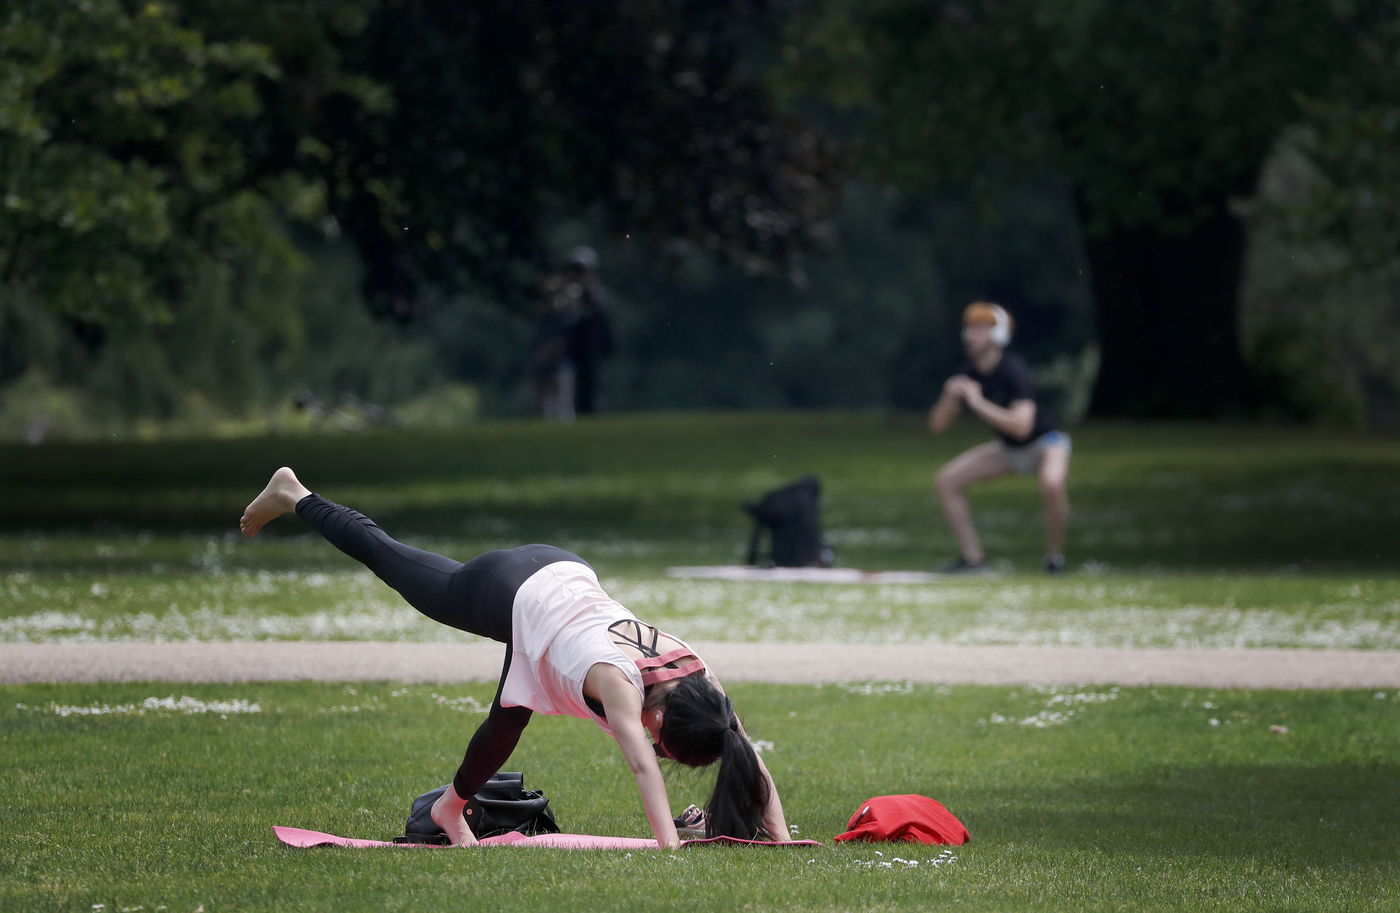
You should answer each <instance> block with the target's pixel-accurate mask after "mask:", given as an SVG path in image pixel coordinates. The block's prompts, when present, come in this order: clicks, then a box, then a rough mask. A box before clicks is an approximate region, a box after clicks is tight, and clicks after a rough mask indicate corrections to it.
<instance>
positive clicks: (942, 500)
mask: <svg viewBox="0 0 1400 913" xmlns="http://www.w3.org/2000/svg"><path fill="white" fill-rule="evenodd" d="M962 322H963V330H962V342H963V350H965V351H966V353H967V358H966V360H965V361H963V363H962V365H959V368H958V371H956V372H955V374H953V375H952V377H949V378H948V381H946V382H945V384H944V392H942V396H939V398H938V402H937V403H934V407H932V409H930V410H928V430H930V431H932V433H934V434H942V433H944V431H946V430H948V427H949V426H951V424H952V423H953V420H955V419H956V417H958V413H959V412H962V410H963V409H966V410H967V412H970V413H973V414H974V416H977V417H979V419H981V421H983V423H984V424H987V427H990V428H991V430H993V433H994V434H995V435H997V440H994V441H987V442H986V444H979V445H977V447H973V448H972V449H969V451H966V452H963V454H960V455H959V457H956V458H955V459H953V461H952V462H949V464H948V465H946V466H944V468H942V471H939V473H938V500H939V501H941V503H942V507H944V515H945V517H946V518H948V525H949V527H952V529H953V535H956V536H958V546H959V549H960V550H962V555H960V556H959V557H958V560H956V562H953V563H952V564H949V566H946V567H945V569H942V570H944V571H945V573H979V571H984V570H986V569H987V556H986V553H984V552H983V550H981V542H980V541H979V539H977V529H976V527H974V525H973V522H972V510H970V508H969V507H967V497H966V494H965V493H963V492H965V490H966V489H967V486H970V485H974V483H977V482H987V480H988V479H997V478H1001V476H1005V475H1011V473H1016V475H1021V476H1029V475H1035V476H1039V479H1040V494H1042V497H1043V499H1044V532H1046V553H1044V570H1046V573H1050V574H1058V573H1061V571H1063V570H1064V532H1065V527H1067V525H1068V522H1070V496H1068V492H1067V490H1065V480H1067V478H1068V475H1070V451H1071V444H1070V435H1068V434H1065V433H1064V431H1058V430H1056V427H1054V424H1053V423H1051V420H1050V417H1049V416H1047V414H1044V410H1043V409H1039V407H1037V406H1036V400H1035V388H1033V386H1032V384H1030V368H1029V367H1028V365H1026V363H1025V360H1023V358H1021V357H1019V356H1016V354H1012V353H1008V351H1007V350H1005V349H1007V346H1008V344H1011V332H1012V329H1014V326H1015V323H1014V322H1012V319H1011V315H1009V314H1007V311H1005V308H1002V307H1001V305H997V304H990V302H986V301H974V302H973V304H970V305H967V309H966V311H963V321H962Z"/></svg>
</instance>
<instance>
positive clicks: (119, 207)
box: [0, 0, 323, 323]
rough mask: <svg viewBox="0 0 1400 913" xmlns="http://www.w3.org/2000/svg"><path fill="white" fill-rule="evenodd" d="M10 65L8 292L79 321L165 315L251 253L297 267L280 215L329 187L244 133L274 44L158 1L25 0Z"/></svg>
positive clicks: (273, 61) (269, 66)
mask: <svg viewBox="0 0 1400 913" xmlns="http://www.w3.org/2000/svg"><path fill="white" fill-rule="evenodd" d="M0 60H3V64H0V182H3V195H4V196H3V204H0V284H3V287H4V288H8V290H15V288H27V290H29V291H32V293H34V294H36V295H39V297H41V298H42V301H43V302H45V305H46V307H48V308H50V309H53V311H56V312H59V314H63V315H66V316H70V318H73V319H74V321H80V322H84V323H111V322H122V321H137V322H141V321H154V322H168V321H169V319H172V318H174V315H175V312H176V311H178V302H179V301H181V300H182V298H185V297H188V295H189V290H190V287H192V286H197V284H200V283H203V281H206V280H207V273H210V272H213V273H224V274H225V279H231V276H227V274H228V273H230V272H231V270H232V269H234V265H235V263H237V262H239V260H241V258H252V260H255V262H260V263H263V265H265V266H272V265H279V263H280V265H283V266H287V265H295V262H297V260H298V255H297V251H295V246H294V245H293V244H291V242H290V241H288V238H287V235H286V232H284V231H283V224H284V220H286V218H298V217H300V218H305V217H315V216H318V214H319V211H321V206H322V199H323V190H322V188H321V186H318V185H316V183H315V182H308V181H305V179H302V178H301V176H300V175H298V174H297V172H295V171H291V169H267V168H265V167H260V162H258V160H256V154H255V153H256V150H249V148H248V147H246V146H245V144H244V143H242V141H241V139H242V137H244V134H245V133H246V130H248V127H249V126H251V125H253V123H255V122H256V120H258V118H259V116H260V115H262V104H260V99H259V91H258V85H259V83H266V81H276V80H279V78H280V76H281V73H280V70H279V66H277V62H276V60H273V57H272V56H270V53H269V50H267V49H266V48H265V46H260V45H258V43H255V42H248V41H242V39H230V41H209V39H206V36H204V35H203V34H200V32H199V31H196V29H192V28H188V27H186V25H185V24H182V22H181V21H179V20H178V17H176V15H175V13H174V10H172V8H169V7H167V6H165V4H161V3H154V1H153V3H146V4H143V6H141V4H126V3H122V1H119V0H15V1H14V3H10V4H7V11H6V15H4V18H3V21H0ZM248 262H249V260H244V265H248ZM269 316H272V319H276V318H274V316H273V315H269Z"/></svg>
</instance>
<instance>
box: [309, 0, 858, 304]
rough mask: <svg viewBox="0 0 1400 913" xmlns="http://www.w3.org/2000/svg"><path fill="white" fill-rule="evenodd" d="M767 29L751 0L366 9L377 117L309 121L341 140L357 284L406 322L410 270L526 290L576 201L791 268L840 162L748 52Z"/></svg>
mask: <svg viewBox="0 0 1400 913" xmlns="http://www.w3.org/2000/svg"><path fill="white" fill-rule="evenodd" d="M776 29H777V21H776V20H774V18H771V15H770V14H769V8H767V6H766V4H764V3H762V1H760V0H725V1H722V3H697V1H694V0H608V1H599V3H587V4H566V3H554V1H553V0H476V1H473V3H458V1H455V0H385V1H384V3H379V4H377V6H375V7H374V13H372V15H371V18H370V24H368V28H367V29H365V34H364V39H363V42H360V43H358V45H357V46H356V48H354V50H353V53H351V59H353V60H354V63H356V66H357V67H360V71H361V73H364V74H365V76H368V77H372V78H374V80H377V81H378V83H379V84H382V85H385V87H388V88H389V90H391V91H392V92H393V97H395V99H396V105H395V108H393V112H392V115H389V116H386V118H384V119H382V120H379V122H368V123H367V122H363V120H358V119H354V118H347V116H340V115H339V113H337V112H328V118H326V120H325V126H326V130H328V132H326V133H325V134H323V140H325V143H326V144H328V147H330V148H333V150H336V153H337V155H339V154H340V150H346V151H344V160H346V162H347V165H346V172H344V179H343V181H337V182H335V183H333V185H332V211H333V213H335V216H336V217H337V218H339V220H340V223H342V224H343V225H344V227H346V230H347V231H349V232H350V234H351V235H353V237H354V238H356V241H357V242H358V245H360V249H361V252H363V255H364V258H365V263H367V279H365V281H367V291H368V293H371V298H372V300H374V301H377V302H378V308H379V309H381V311H385V312H396V314H399V315H400V316H405V318H407V316H410V315H412V312H413V309H414V304H413V300H414V287H416V284H417V283H420V281H428V283H431V284H434V286H437V287H438V288H449V290H451V288H463V287H466V286H469V284H477V286H484V287H486V288H487V290H489V291H490V294H493V295H494V297H496V298H497V300H503V301H508V302H521V301H533V297H535V281H536V277H538V274H539V270H540V267H542V265H543V260H545V253H546V249H545V244H543V241H542V238H543V234H545V230H546V227H547V225H549V224H550V223H552V221H553V220H557V218H559V217H560V216H561V214H573V213H580V211H585V210H588V209H591V207H596V209H598V211H599V213H601V214H602V216H603V221H605V224H606V227H608V228H610V230H612V231H615V232H616V234H617V235H624V234H631V232H644V235H645V237H648V238H654V239H655V241H657V245H658V248H659V249H661V251H662V252H669V253H671V255H676V253H679V252H680V251H682V249H683V248H686V246H694V248H699V249H704V251H714V252H720V253H722V255H724V256H727V258H728V259H731V260H734V262H738V263H741V265H743V266H745V267H746V270H748V272H749V273H756V274H757V273H763V274H773V273H785V272H790V270H795V269H799V256H801V252H802V251H804V249H805V248H808V246H811V245H812V244H819V242H822V241H823V239H825V237H826V234H829V230H830V228H829V223H827V211H829V209H830V206H832V200H833V196H834V188H836V182H837V172H836V161H834V157H833V154H832V150H830V148H829V147H827V144H825V143H823V141H822V140H819V139H818V136H816V134H815V133H812V132H811V130H806V129H804V127H802V126H801V125H799V123H798V122H795V120H791V119H784V118H780V116H778V115H777V113H776V111H774V109H773V106H771V105H770V102H769V95H767V92H766V91H764V88H763V85H762V84H760V76H762V74H760V73H759V70H757V69H756V66H755V62H753V59H752V57H753V55H750V53H746V49H748V43H746V42H749V41H752V39H755V38H756V36H762V35H763V34H764V32H776Z"/></svg>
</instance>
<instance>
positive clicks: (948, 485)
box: [938, 441, 1011, 564]
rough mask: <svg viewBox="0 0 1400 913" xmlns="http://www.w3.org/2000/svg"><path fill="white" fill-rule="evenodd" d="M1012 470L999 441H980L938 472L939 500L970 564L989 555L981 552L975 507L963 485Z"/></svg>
mask: <svg viewBox="0 0 1400 913" xmlns="http://www.w3.org/2000/svg"><path fill="white" fill-rule="evenodd" d="M1008 472H1011V464H1008V462H1007V458H1005V457H1002V455H1001V449H1000V448H998V447H997V442H995V441H988V442H986V444H979V445H977V447H973V448H972V449H970V451H966V452H965V454H962V455H960V457H955V458H953V461H952V462H949V464H948V465H946V466H944V468H942V469H941V471H939V472H938V500H939V501H941V503H942V506H944V517H946V518H948V525H949V527H952V528H953V535H955V536H958V548H959V549H960V550H962V556H963V560H965V562H967V563H969V564H979V563H981V560H983V559H984V557H986V556H984V555H983V552H981V542H980V541H979V539H977V528H976V527H974V525H973V522H972V508H970V507H967V497H966V496H965V494H963V489H966V487H967V486H969V485H972V483H974V482H983V480H986V479H995V478H997V476H1004V475H1007V473H1008Z"/></svg>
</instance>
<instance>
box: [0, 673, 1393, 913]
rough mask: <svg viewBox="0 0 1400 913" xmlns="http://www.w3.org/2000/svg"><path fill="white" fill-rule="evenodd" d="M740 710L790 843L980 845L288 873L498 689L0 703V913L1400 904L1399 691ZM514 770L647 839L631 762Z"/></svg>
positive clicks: (917, 704) (361, 862) (1166, 694)
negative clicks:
────────────────
> [Problem requirements] All lines above between those holding "positive clicks: (119, 207)" and "65L8 292L79 321L165", inclusive, must be set down unchanged, and no other line may be included.

> [Solution below]
positive clicks: (119, 207)
box: [0, 0, 323, 323]
rough mask: <svg viewBox="0 0 1400 913" xmlns="http://www.w3.org/2000/svg"><path fill="white" fill-rule="evenodd" d="M10 65L8 292L79 321L165 315L251 253L297 267L280 215L329 187L244 133L274 44L158 1L25 0Z"/></svg>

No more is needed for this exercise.